Switch "frame" to "image" in the records, from the start through the line with "[[29, 96, 134, 195]]", inclusive, and give those lines again with nothing else changed. Leave the pictures out of the answer.

Dataset items:
══════

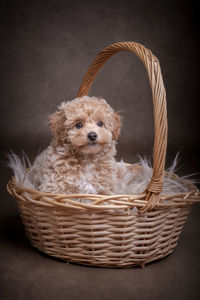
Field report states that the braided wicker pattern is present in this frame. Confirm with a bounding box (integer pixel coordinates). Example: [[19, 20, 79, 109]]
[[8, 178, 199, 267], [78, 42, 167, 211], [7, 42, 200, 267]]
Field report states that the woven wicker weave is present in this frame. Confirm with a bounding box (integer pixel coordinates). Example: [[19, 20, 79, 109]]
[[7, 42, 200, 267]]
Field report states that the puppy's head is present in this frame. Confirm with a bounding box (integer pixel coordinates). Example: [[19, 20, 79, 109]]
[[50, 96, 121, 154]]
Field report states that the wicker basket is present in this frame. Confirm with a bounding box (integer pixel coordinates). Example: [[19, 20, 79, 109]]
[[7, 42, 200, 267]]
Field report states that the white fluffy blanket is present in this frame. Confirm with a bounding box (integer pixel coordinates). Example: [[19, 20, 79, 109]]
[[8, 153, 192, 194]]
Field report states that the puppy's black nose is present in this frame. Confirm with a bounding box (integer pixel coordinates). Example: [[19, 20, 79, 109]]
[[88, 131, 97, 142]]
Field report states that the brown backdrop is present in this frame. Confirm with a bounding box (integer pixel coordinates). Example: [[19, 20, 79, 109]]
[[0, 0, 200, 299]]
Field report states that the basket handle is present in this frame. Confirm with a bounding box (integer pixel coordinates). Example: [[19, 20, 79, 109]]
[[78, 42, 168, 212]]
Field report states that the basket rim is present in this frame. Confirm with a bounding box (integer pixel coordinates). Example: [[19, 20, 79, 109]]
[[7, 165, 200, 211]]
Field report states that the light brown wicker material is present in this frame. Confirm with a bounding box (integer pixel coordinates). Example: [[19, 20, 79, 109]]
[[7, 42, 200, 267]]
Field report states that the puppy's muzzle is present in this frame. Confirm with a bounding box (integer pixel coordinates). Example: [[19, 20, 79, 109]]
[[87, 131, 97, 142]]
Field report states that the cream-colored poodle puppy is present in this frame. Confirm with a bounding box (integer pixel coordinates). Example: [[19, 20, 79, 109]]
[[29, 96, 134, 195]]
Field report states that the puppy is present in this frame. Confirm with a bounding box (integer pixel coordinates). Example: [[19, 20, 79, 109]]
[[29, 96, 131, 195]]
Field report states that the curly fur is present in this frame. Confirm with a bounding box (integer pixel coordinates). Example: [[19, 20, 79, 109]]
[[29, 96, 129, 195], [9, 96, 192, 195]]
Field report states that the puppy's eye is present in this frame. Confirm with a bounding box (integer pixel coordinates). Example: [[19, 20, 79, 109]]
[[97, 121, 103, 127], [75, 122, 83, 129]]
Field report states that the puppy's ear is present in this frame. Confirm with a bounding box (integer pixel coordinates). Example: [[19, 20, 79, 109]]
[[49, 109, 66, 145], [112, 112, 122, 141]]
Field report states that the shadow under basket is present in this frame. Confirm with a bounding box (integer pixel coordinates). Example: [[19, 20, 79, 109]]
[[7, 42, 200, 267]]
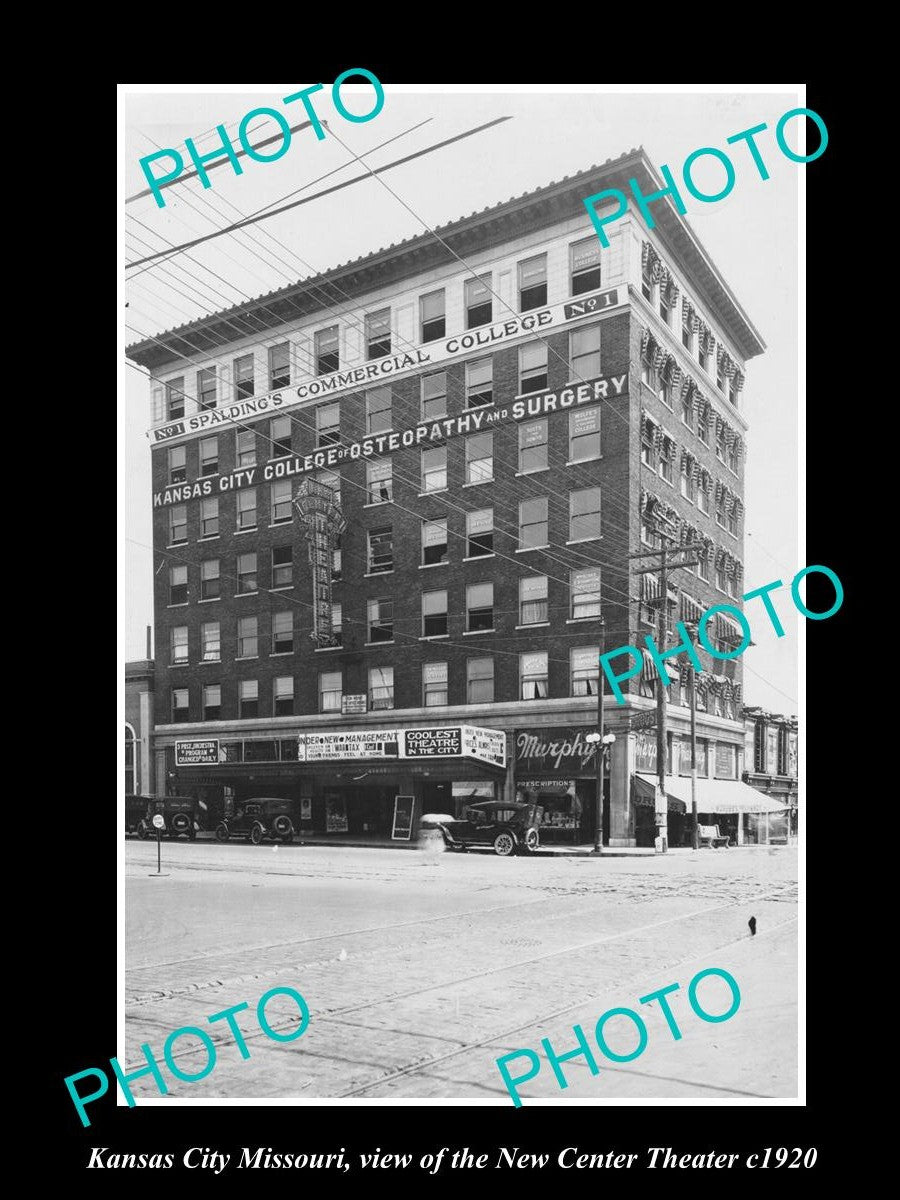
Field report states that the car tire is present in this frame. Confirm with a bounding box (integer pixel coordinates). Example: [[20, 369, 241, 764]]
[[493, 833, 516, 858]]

══════

EXERCISE RESULT:
Field report states that the braided wicker pattern is present in this image. Confirm with a bounding box (integer pixel coordinates). Example: [[19, 20, 79, 109]]
[[8, 178, 199, 267], [78, 42, 167, 211], [7, 42, 200, 267]]
Field report states that the woven wicker weave is present in this image. Confirm with a bounding box (integer pixel coordinates). Example: [[19, 20, 79, 109]]
[[7, 42, 200, 267]]
Field report states that the puppy's head is present in this image. Confirm with a bounding box (integer pixel coordinates). Example: [[19, 20, 79, 109]]
[[50, 96, 121, 154]]
Field report states that the wicker basket is present in this image. Confirm with a bounding box (integer pixel coordinates). Example: [[19, 20, 79, 109]]
[[7, 42, 200, 267]]
Field report states that the white fluffy blanket is present in this image. Confirm with a bounding box (integer pixel coordinates). Example: [[19, 20, 79, 109]]
[[8, 153, 192, 194]]
Field report states that the puppy's black nose is present in this image. Confirm with a bounding box (integer pixel coordinates). Example: [[19, 20, 79, 109]]
[[88, 131, 97, 142]]
Field report states that the brown backdrop is present in this image. Confirm with a bounding box (integer pixel coordinates). Example: [[19, 20, 79, 109]]
[[0, 0, 200, 299]]
Field report states that the basket handle is present in this image. Confirm with a bounding box (integer pixel coordinates). Example: [[19, 20, 79, 109]]
[[78, 42, 168, 212]]
Field report states that the basket rim is present in this image. Confirm with a bounding box (integer pixel coordinates). Example: [[19, 20, 79, 109]]
[[7, 165, 200, 211]]
Field report states that the light brown wicker material is present in this image. Confirm with a bounding box (integer pixel coordinates). Example: [[19, 20, 79, 109]]
[[7, 42, 200, 267]]
Field report states that the puppy's muzzle is present in this image. Confirm with a bounding box (integer pixel coordinates). Example: [[19, 20, 79, 109]]
[[87, 131, 97, 142]]
Field report states that the cream-colored poodle puppy is present in this image. Confirm with a bounding box (integer pixel coordinates). Example: [[19, 20, 79, 109]]
[[29, 96, 134, 195]]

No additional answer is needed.